▸ **AIM OF THE EXERCISE**
According to the page extract on South Africa's power cuts, how much does each day without electricity from Eskom cost the economy?

▸ **PAGE EXTRACT**

□ □ □ □ □

While the power cuts have affected all parts of the economy, the mining sector has been hit hardest. In recent days, South Africa’s gold, platinum, and diamond mines had to shut down production out of fear for the miners’ safety. The national economy is built on mining: according to local economists, for every ten days that the mines are shut down the country loses 0.1 percent of GDP growth. Every day that Eskom fails to provide electricity costs the economy about $285 million.

The response from the South African government would be laughable if the problem were not so serious. Eskom refers to the power cuts euphemistically as “load shedding” (though one might just as easily call them “incompetence reminders”). Spokesmen from the power supplier have been on radio and TV appealing to companies and individuals to cut their consumption. Only a state-owned monopoly would be urging the consumers of its product to buy less of it.

Eskom, South Africa's sole legal producer and distributor of electricity, has appealed to companies and individuals to cut their consumption. Only a state-owned monopoly would be urging consumers to buy less of its product.

□ □ □ □ □

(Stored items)
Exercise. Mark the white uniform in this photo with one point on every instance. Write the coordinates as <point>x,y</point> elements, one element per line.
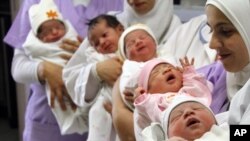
<point>69,121</point>
<point>192,40</point>
<point>238,84</point>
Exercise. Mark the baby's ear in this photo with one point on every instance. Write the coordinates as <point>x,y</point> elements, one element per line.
<point>120,28</point>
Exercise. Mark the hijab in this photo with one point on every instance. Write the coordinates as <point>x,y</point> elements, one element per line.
<point>161,19</point>
<point>237,13</point>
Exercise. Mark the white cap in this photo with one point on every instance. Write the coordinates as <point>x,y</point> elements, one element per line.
<point>41,12</point>
<point>179,99</point>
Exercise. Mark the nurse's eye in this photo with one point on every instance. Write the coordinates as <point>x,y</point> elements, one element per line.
<point>227,32</point>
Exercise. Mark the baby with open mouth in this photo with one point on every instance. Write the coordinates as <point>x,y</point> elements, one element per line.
<point>159,82</point>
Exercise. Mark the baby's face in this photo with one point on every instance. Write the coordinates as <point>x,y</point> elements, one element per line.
<point>51,31</point>
<point>104,38</point>
<point>190,120</point>
<point>165,78</point>
<point>139,46</point>
<point>142,6</point>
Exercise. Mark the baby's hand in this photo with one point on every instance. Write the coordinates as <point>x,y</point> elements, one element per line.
<point>138,91</point>
<point>128,95</point>
<point>186,63</point>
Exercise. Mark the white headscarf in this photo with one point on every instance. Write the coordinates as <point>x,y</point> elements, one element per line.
<point>237,12</point>
<point>160,19</point>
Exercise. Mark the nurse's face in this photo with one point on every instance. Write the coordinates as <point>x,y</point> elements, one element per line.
<point>227,41</point>
<point>142,6</point>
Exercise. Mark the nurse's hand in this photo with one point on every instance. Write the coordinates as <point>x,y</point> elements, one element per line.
<point>52,74</point>
<point>109,70</point>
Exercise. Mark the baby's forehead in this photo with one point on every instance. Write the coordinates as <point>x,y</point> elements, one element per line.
<point>136,32</point>
<point>188,104</point>
<point>163,64</point>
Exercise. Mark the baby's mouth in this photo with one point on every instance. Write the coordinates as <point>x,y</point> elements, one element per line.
<point>170,78</point>
<point>192,121</point>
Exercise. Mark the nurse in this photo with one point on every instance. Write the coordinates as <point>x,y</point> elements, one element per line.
<point>231,39</point>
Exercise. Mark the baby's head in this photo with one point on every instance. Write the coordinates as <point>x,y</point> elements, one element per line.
<point>138,43</point>
<point>104,32</point>
<point>46,21</point>
<point>187,117</point>
<point>160,76</point>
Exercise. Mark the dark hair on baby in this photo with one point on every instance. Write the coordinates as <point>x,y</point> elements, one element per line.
<point>110,20</point>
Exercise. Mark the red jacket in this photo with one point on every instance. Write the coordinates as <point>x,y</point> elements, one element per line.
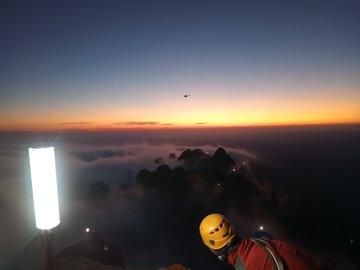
<point>253,257</point>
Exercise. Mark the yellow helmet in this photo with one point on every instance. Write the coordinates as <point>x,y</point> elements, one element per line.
<point>216,231</point>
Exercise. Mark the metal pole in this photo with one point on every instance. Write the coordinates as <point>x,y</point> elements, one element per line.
<point>47,244</point>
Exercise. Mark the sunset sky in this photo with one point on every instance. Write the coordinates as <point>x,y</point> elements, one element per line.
<point>128,64</point>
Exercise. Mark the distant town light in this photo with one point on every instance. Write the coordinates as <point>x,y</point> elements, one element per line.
<point>44,186</point>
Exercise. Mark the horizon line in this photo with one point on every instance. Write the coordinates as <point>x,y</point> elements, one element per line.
<point>174,127</point>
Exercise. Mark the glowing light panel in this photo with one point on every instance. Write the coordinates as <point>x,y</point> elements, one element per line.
<point>45,192</point>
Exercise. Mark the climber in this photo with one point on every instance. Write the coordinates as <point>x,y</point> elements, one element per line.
<point>257,253</point>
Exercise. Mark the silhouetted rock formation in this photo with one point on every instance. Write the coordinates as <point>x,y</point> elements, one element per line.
<point>93,253</point>
<point>159,160</point>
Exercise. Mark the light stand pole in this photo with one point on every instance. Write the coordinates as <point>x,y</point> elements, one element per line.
<point>45,193</point>
<point>47,244</point>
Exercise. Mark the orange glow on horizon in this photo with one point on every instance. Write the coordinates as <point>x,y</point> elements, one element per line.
<point>195,113</point>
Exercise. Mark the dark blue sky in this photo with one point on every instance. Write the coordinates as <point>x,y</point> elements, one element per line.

□ □ □ □ □

▸ **RESULT OF THIS TASK**
About $285 million.